--- begin ---

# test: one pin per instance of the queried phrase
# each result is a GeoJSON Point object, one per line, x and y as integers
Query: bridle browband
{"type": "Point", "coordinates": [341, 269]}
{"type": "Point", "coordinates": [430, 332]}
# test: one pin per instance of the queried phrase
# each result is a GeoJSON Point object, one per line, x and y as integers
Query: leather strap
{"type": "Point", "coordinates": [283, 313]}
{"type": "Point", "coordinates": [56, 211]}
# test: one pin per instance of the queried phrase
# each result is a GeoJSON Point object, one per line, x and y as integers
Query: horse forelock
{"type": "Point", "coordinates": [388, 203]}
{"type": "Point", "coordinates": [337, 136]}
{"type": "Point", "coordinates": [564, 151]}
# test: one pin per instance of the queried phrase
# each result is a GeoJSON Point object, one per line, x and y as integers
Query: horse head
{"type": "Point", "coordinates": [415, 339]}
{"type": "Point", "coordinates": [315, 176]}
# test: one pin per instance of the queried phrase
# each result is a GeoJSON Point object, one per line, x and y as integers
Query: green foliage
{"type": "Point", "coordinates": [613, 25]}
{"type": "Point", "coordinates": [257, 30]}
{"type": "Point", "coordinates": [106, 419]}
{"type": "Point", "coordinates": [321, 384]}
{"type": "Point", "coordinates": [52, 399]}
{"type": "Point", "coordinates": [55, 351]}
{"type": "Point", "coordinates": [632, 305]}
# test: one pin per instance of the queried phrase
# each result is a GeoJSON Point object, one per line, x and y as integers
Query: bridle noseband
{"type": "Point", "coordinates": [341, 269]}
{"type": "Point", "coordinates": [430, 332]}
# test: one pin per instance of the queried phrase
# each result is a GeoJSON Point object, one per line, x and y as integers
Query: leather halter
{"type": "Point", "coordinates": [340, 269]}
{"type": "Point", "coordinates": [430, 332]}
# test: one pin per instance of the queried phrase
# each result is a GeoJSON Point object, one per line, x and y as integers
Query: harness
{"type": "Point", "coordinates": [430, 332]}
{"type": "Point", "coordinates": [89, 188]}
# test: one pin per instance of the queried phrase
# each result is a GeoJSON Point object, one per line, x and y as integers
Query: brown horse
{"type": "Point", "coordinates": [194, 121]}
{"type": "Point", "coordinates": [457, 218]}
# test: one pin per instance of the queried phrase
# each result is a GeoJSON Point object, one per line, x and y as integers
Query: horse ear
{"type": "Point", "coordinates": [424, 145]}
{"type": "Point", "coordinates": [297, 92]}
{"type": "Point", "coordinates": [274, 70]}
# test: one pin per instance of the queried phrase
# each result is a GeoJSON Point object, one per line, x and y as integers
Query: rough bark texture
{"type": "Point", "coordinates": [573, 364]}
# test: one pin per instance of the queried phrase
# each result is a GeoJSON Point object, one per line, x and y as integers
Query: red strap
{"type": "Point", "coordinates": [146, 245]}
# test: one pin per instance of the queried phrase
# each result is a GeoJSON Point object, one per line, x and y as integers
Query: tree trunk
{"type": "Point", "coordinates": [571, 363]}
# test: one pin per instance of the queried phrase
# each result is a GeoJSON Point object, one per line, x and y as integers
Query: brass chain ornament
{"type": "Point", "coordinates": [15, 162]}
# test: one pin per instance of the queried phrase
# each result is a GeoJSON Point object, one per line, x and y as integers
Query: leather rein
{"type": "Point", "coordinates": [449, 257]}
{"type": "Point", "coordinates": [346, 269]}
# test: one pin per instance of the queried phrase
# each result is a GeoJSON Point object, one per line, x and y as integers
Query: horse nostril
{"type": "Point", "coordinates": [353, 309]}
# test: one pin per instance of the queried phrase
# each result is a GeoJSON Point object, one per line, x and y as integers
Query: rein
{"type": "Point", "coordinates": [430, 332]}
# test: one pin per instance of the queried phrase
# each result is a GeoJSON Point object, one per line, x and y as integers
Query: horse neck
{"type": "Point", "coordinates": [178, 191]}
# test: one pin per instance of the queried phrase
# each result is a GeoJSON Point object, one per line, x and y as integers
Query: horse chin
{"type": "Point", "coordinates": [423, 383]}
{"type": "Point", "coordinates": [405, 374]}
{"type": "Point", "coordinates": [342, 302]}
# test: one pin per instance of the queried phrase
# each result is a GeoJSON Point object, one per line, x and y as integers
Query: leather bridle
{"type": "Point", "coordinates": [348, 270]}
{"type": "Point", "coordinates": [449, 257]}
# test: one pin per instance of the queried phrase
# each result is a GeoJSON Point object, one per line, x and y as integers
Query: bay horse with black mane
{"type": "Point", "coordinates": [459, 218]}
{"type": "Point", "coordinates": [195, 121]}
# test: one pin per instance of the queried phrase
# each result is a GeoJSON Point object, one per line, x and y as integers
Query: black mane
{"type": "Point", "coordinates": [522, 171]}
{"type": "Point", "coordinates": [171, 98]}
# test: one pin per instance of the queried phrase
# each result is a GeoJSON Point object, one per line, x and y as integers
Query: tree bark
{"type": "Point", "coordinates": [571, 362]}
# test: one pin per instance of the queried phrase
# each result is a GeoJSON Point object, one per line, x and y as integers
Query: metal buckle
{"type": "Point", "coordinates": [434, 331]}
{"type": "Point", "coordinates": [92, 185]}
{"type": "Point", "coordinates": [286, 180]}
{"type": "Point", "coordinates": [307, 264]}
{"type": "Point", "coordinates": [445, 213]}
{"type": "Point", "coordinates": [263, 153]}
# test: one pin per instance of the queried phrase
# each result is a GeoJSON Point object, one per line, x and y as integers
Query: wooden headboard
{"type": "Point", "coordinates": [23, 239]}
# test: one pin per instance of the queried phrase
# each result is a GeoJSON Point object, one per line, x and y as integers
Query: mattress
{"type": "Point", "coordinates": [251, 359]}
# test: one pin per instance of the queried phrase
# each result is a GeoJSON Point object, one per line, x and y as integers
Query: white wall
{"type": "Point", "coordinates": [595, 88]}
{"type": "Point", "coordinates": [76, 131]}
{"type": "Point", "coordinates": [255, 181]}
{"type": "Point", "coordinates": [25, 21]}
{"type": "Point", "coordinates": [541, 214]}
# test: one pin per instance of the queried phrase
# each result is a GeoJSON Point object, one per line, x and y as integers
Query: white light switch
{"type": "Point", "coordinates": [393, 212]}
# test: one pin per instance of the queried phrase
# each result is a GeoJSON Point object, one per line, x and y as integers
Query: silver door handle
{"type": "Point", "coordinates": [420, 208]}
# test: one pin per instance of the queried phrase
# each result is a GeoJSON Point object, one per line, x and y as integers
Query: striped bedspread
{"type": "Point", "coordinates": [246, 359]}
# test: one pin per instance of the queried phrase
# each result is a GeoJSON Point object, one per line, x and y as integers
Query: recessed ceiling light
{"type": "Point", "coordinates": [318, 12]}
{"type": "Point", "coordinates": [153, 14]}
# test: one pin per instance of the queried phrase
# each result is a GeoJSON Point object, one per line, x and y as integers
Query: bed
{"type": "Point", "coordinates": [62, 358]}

--- end ---

▸ **GIVEN REQUEST**
Output an exact copy of each record.

▸ **WRITTEN RESPONSE**
# test: one pin per instance of the queried phrase
# each result is a GeoJSON Point object, one per line, x and y as integers
Query: bridle browband
{"type": "Point", "coordinates": [341, 269]}
{"type": "Point", "coordinates": [430, 332]}
# test: one pin per instance of the queried phrase
# each result is a GeoJSON Point object, one per line, x and y as integers
Query: leather strap
{"type": "Point", "coordinates": [283, 313]}
{"type": "Point", "coordinates": [56, 211]}
# test: one pin per instance of the queried phrase
# each result is a GeoJSON Point object, one per line, x and y as integers
Query: horse forelock
{"type": "Point", "coordinates": [388, 203]}
{"type": "Point", "coordinates": [337, 136]}
{"type": "Point", "coordinates": [564, 151]}
# test: one pin per instance of the queried phrase
# each result is a GeoJSON Point object, one per line, x and y as integers
Query: horse head
{"type": "Point", "coordinates": [415, 339]}
{"type": "Point", "coordinates": [315, 176]}
# test: one pin per instance of the queried phrase
# each result is a GeoJSON Point object, one per line, x and y as integers
Query: green foliage
{"type": "Point", "coordinates": [613, 25]}
{"type": "Point", "coordinates": [257, 30]}
{"type": "Point", "coordinates": [106, 419]}
{"type": "Point", "coordinates": [321, 384]}
{"type": "Point", "coordinates": [52, 399]}
{"type": "Point", "coordinates": [55, 351]}
{"type": "Point", "coordinates": [632, 305]}
# test: one pin per instance of the queried phrase
# each result is a GeoJSON Point object, one per line, x and y as integers
Query: bridle noseband
{"type": "Point", "coordinates": [341, 269]}
{"type": "Point", "coordinates": [430, 332]}
# test: one pin per instance of the queried phrase
# each result is a GeoJSON Point object, one per line, x and y as integers
Query: leather halter
{"type": "Point", "coordinates": [340, 269]}
{"type": "Point", "coordinates": [430, 332]}
# test: one pin per instance of the queried phrase
# each result is a GeoJSON Point object, one per line, x and y as integers
Query: harness
{"type": "Point", "coordinates": [430, 332]}
{"type": "Point", "coordinates": [89, 188]}
# test: one pin per instance of the queried phrase
# each result is a GeoJSON Point object, one per line, x and y as integers
Query: brown horse
{"type": "Point", "coordinates": [194, 121]}
{"type": "Point", "coordinates": [457, 218]}
# test: one pin per instance of the queried phrase
# each result is a GeoJSON Point object, one per line, x and y as integers
Query: horse ear
{"type": "Point", "coordinates": [424, 145]}
{"type": "Point", "coordinates": [297, 92]}
{"type": "Point", "coordinates": [274, 70]}
# test: one pin per instance of the queried phrase
# each result is a GeoJSON Point object, one per line, x and y as integers
Query: rough bark texture
{"type": "Point", "coordinates": [573, 364]}
# test: one pin per instance of the queried phrase
# each result is a GeoJSON Point object, one per line, x and y as integers
Query: red strap
{"type": "Point", "coordinates": [146, 245]}
# test: one pin per instance of the queried phrase
# each result is a GeoJSON Point object, one per line, x and y as integers
Query: tree trunk
{"type": "Point", "coordinates": [571, 363]}
# test: one pin per instance of the queried phrase
# each result is a GeoJSON Point object, one per line, x and y as integers
Query: brass chain ornament
{"type": "Point", "coordinates": [15, 162]}
# test: one pin per instance of the queried phrase
# each result is a GeoJSON Point object, one per line, x and y as integers
Query: leather rein
{"type": "Point", "coordinates": [449, 257]}
{"type": "Point", "coordinates": [346, 269]}
# test: one pin per instance of the queried phrase
# each result is a GeoJSON Point object, one per line, x and y as integers
Query: horse nostril
{"type": "Point", "coordinates": [353, 309]}
# test: one pin per instance of the queried phrase
# each result is a GeoJSON Point object, one per line, x and y as integers
Query: rein
{"type": "Point", "coordinates": [430, 332]}
# test: one pin per instance of the queried phrase
# each result is a GeoJSON Point object, one per line, x and y as integers
Query: horse neck
{"type": "Point", "coordinates": [178, 191]}
# test: one pin per instance of the queried phrase
# each result is a GeoJSON Point object, one per line, x and y as integers
Query: horse chin
{"type": "Point", "coordinates": [423, 383]}
{"type": "Point", "coordinates": [405, 374]}
{"type": "Point", "coordinates": [342, 302]}
# test: one pin per instance of the queried phrase
# each result is a GeoJSON Point object, one per line, x and y as integers
Query: leather bridle
{"type": "Point", "coordinates": [348, 270]}
{"type": "Point", "coordinates": [449, 257]}
# test: one pin per instance of the queried phrase
# each result is a GeoJSON Point object, one per line, x and y as integers
Query: bay horse with black mane
{"type": "Point", "coordinates": [459, 218]}
{"type": "Point", "coordinates": [195, 121]}
# test: one pin per instance of the queried phrase
# each result is a GeoJSON Point object, one per line, x and y as integers
Query: black mane
{"type": "Point", "coordinates": [522, 171]}
{"type": "Point", "coordinates": [171, 98]}
# test: one pin per instance of the queried phrase
# each result is a GeoJSON Point object, one per line, x and y as integers
Query: tree bark
{"type": "Point", "coordinates": [571, 362]}
# test: one pin per instance of the queried phrase
# each result is a GeoJSON Point object, one per line, x and y as integers
Query: metal buckle
{"type": "Point", "coordinates": [434, 331]}
{"type": "Point", "coordinates": [92, 185]}
{"type": "Point", "coordinates": [286, 180]}
{"type": "Point", "coordinates": [307, 264]}
{"type": "Point", "coordinates": [445, 213]}
{"type": "Point", "coordinates": [263, 153]}
# test: one pin per instance of the queried phrase
# each result is a GeoJSON Point object, one per line, x and y as integers
Query: wooden headboard
{"type": "Point", "coordinates": [23, 239]}
# test: one pin per instance of the queried phrase
# each result is a GeoJSON Point object, one per line, x and y as integers
Query: mattress
{"type": "Point", "coordinates": [251, 359]}
# test: one pin per instance of the queried phrase
# each result is a GeoJSON Point object, one per line, x and y as integers
Query: white wall
{"type": "Point", "coordinates": [595, 88]}
{"type": "Point", "coordinates": [76, 131]}
{"type": "Point", "coordinates": [255, 181]}
{"type": "Point", "coordinates": [25, 21]}
{"type": "Point", "coordinates": [541, 214]}
# test: one pin per instance of the queried phrase
# each result is a GeoJSON Point object, one per line, x and y as integers
Query: white light switch
{"type": "Point", "coordinates": [393, 212]}
# test: one pin per instance of the queried phrase
# each result is a GeoJSON Point object, one per line, x and y as integers
Query: silver door handle
{"type": "Point", "coordinates": [420, 208]}
# test: one pin per instance of the queried phrase
# each result is a GeoJSON Point object, one per line, x and y as integers
Query: striped bedspread
{"type": "Point", "coordinates": [246, 359]}
# test: one pin per instance of the queried phrase
# each result is a GeoJSON Point object, one per line, x and y as integers
Query: recessed ceiling light
{"type": "Point", "coordinates": [318, 12]}
{"type": "Point", "coordinates": [153, 14]}
# test: one pin per instance of the queried phrase
# each result is a GeoJSON Point object, one per line, x and y as integers
Query: bed
{"type": "Point", "coordinates": [62, 358]}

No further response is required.